In the passage on Zollverein tariffs below, what two political ends did Bismarck think a trade treaty with France might serve?

§ **Text provided**:
· · · · · · ·
From 1846 on, the direction of Zollverein tariffs was downward, aided first by
the repeal of the Corn Laws and secondly by the Cobden-Chevalier treaty. With
the increases of the 1840’s and English reductions, the Zollverein tariff from one
of the lowest in Europe had become relatively high. Von Delbrück was one of the
doctrinaire free traders in the Prussian civil service and notes that in 1863 he had
been trying for a reduction on the tariff in pig iron for seven years, since the tariff
reform of 1856, which reordered but did not lower duty schedules. He also wanted
a reduction in the tariff on cotton cloth; duties on woolens were no longer needed.
The opportunity came with the announcement of the Anglo-French treaty. He
noted that Austria had gone from prohibitions to tariffs, that the Netherlands had
reformed its tariffs with a five percent maximum on industrial production, and
that the levels of Italian duties were lower than those in Germany. “Could we stay
away from this movement? We could not.”^15
Bismarck was no barrier to the Junker bureaucracy. His view about tariff
negotiations was expressed in 1879 in the question: “Who got the better of the
bargain?” Trade treaties, he believed, were nothing in themselves but an expression
of friendship. His economic conscience at this time, he said later, was in the
hands of others. Moreover, he had two political ends which a trade treaty with
France might serve: to gain her friendship in the Danish question, and to isolate
Austria, which was bidding for a role in the German Confederation. Austrian
tariffs were high. The lower the levels of the Zollverein the more difficulty she
would have in joining it and bidding against Prussia for influence. The Zollverein
followed the 1863 treaty with France with a series of others.
· · · · · · ·
§ **Given records**:

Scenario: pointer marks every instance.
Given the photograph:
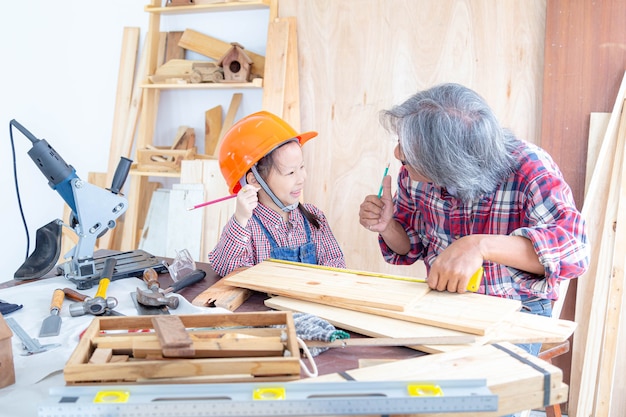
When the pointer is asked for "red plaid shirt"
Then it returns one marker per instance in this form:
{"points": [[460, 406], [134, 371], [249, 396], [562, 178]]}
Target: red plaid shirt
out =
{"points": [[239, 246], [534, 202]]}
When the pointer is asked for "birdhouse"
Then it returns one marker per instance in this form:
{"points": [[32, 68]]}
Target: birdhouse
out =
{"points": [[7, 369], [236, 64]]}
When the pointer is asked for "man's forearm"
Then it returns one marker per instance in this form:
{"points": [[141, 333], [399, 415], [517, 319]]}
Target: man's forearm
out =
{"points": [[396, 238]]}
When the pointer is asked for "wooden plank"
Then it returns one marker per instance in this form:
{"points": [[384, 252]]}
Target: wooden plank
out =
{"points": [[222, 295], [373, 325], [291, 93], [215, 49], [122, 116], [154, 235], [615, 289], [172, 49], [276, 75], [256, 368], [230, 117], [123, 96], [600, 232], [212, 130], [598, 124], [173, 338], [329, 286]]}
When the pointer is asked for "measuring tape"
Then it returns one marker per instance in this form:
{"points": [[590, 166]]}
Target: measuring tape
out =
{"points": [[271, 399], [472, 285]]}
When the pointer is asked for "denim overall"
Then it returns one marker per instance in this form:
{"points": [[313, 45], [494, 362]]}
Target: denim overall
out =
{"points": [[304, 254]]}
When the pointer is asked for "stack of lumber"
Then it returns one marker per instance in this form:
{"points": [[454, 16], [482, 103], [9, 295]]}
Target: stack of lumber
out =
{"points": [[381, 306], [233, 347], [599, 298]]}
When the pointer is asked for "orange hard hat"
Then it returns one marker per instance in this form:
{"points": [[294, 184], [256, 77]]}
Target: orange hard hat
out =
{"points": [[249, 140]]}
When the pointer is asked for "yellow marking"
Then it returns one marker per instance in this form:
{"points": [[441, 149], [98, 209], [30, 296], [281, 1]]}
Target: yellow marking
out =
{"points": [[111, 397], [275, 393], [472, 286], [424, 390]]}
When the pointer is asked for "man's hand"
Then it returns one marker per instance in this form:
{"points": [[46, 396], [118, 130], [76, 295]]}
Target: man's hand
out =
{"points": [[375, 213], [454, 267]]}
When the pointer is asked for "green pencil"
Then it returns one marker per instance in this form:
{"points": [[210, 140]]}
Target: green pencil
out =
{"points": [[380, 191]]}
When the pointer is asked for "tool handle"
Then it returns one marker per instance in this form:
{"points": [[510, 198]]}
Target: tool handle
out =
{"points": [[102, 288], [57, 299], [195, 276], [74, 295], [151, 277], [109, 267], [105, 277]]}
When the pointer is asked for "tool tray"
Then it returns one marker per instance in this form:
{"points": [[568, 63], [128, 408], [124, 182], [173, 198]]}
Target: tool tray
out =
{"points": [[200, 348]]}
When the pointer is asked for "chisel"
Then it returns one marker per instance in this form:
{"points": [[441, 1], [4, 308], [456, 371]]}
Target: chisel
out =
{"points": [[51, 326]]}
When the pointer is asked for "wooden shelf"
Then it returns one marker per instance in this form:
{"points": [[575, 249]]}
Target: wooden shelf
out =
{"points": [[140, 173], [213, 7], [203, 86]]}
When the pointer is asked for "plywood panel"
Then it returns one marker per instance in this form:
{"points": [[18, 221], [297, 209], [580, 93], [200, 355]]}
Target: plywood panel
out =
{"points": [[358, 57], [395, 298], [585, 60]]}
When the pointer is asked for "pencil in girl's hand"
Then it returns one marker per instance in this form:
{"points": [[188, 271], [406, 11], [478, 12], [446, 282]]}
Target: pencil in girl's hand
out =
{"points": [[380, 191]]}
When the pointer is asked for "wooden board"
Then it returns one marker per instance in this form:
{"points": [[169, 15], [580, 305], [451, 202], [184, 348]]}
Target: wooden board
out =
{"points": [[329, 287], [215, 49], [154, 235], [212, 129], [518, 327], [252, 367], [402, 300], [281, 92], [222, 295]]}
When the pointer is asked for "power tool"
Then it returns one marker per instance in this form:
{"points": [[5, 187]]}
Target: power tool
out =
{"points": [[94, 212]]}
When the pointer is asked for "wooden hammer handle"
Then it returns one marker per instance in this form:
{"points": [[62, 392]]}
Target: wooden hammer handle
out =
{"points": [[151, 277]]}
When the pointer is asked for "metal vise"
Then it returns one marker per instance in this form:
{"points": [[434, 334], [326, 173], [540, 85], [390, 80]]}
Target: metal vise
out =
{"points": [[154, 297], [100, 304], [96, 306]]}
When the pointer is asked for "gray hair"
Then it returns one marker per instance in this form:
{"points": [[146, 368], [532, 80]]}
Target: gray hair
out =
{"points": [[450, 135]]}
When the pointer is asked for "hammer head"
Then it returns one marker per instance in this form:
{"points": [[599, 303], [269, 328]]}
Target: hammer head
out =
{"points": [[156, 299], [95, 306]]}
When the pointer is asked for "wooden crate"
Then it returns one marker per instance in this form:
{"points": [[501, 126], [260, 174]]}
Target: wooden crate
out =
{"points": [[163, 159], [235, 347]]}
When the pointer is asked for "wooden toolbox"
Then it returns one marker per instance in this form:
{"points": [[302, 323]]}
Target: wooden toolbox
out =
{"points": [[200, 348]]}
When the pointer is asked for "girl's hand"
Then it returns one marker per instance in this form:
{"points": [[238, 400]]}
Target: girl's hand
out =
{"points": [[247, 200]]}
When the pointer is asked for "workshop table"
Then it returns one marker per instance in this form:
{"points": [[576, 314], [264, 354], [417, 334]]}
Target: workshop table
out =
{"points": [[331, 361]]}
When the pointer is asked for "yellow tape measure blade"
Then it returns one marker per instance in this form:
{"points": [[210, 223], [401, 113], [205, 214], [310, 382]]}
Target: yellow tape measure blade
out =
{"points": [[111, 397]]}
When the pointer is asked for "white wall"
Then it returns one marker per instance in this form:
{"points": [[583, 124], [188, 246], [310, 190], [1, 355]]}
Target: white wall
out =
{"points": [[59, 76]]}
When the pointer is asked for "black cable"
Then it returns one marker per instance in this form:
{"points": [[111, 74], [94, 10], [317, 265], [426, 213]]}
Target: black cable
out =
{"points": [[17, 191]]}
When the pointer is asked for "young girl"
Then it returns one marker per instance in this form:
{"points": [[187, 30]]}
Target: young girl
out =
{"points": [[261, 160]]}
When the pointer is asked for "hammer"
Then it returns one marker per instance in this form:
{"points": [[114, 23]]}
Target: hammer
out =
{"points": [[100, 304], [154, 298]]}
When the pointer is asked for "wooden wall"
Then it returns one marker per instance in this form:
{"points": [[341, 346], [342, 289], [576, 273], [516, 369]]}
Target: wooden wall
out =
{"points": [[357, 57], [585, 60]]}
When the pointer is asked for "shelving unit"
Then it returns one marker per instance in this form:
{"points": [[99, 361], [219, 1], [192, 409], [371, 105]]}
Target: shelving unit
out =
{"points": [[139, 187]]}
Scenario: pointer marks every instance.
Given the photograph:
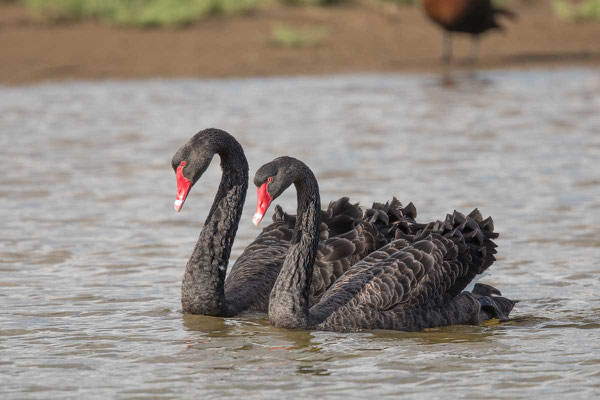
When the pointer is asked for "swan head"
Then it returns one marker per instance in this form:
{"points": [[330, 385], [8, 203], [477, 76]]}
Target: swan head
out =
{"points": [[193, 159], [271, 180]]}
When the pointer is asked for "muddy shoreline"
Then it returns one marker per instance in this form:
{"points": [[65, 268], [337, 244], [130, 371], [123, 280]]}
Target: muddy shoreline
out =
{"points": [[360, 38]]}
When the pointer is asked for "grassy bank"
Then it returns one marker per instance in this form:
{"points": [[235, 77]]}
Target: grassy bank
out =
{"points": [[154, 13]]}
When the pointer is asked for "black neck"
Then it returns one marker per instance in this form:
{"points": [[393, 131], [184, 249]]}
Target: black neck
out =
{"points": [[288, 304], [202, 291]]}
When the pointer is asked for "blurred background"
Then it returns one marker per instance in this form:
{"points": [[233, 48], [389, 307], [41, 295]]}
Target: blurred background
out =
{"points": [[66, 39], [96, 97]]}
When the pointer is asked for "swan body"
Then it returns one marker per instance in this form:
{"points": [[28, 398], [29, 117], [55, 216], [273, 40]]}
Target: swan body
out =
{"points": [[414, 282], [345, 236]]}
· · · · · · ·
§ **Result for this task**:
Gaining France's friendship in the Danish question and isolating Austria, which was bidding for a role in the German Confederation.